- **Your goal**
Give back each entry unchanged, minus pictures.

- **Free-text object descriptions**
[Start of Attachment]

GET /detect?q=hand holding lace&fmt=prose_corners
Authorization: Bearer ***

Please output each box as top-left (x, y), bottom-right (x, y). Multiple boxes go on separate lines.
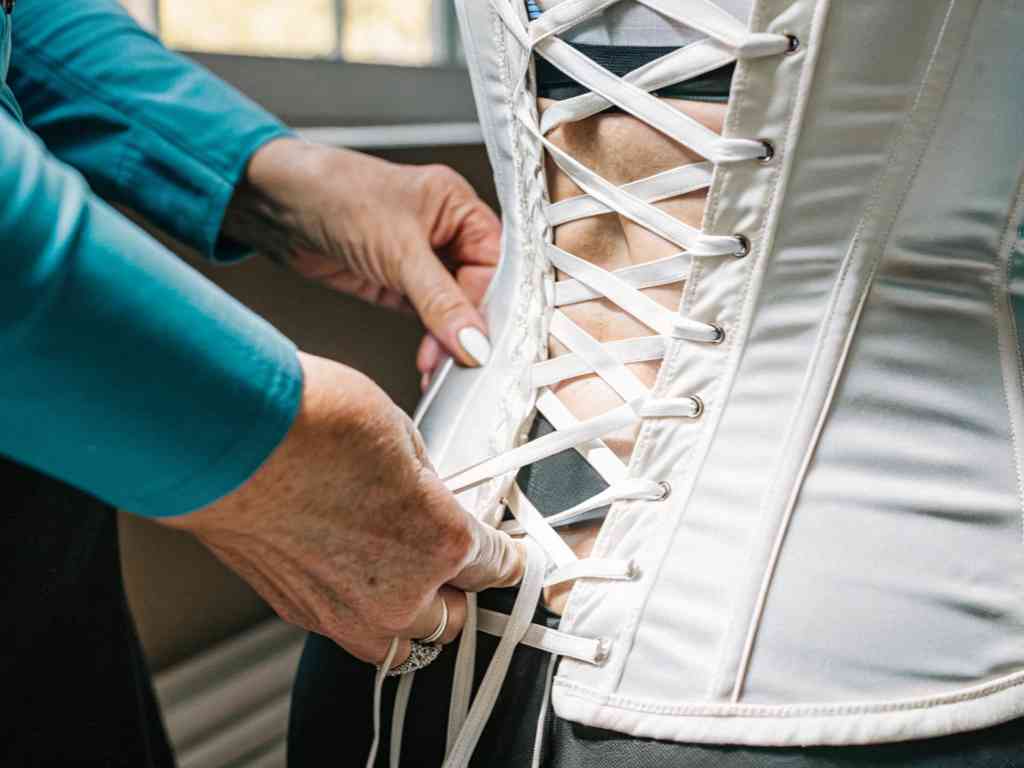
top-left (160, 353), bottom-right (526, 669)
top-left (222, 138), bottom-right (500, 379)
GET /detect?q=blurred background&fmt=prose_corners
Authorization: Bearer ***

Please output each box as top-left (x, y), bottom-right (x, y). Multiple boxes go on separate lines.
top-left (109, 3), bottom-right (495, 766)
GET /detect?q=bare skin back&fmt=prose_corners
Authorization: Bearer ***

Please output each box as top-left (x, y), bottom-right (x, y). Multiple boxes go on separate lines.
top-left (538, 96), bottom-right (728, 613)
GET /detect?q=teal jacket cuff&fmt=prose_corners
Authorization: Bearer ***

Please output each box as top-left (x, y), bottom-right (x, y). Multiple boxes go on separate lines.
top-left (0, 113), bottom-right (304, 517)
top-left (8, 0), bottom-right (293, 262)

[End of Attachment]

- **Response to this task**
GET /detect?q=hand holding lace&fmt=prose_corners
Authorization: Bearer ***

Please output each box as top-left (x, y), bottom-right (x, y). Multiple boxes go on separate lines.
top-left (160, 353), bottom-right (526, 669)
top-left (222, 138), bottom-right (500, 379)
GET /detect?q=blurred background&fmt=prose_corners
Authorization: Bearer ***

Please output each box as top-left (x, y), bottom-right (x, y). Multiple boxes go on separate lines.
top-left (109, 3), bottom-right (495, 766)
GET /detect?q=bare skin back&fmt=prose_corners
Authorization: Bearer ***

Please output each box as top-left (x, y), bottom-right (x, y). Multiple boxes go on separate lines.
top-left (538, 96), bottom-right (728, 613)
GET /detect?q=teal jacket cuff&fmt=prose_corners
Authorization: Bearer ***

Please output each box as top-left (x, y), bottom-right (x, y). Multiple boxes go on separate lines.
top-left (0, 113), bottom-right (304, 517)
top-left (8, 0), bottom-right (293, 262)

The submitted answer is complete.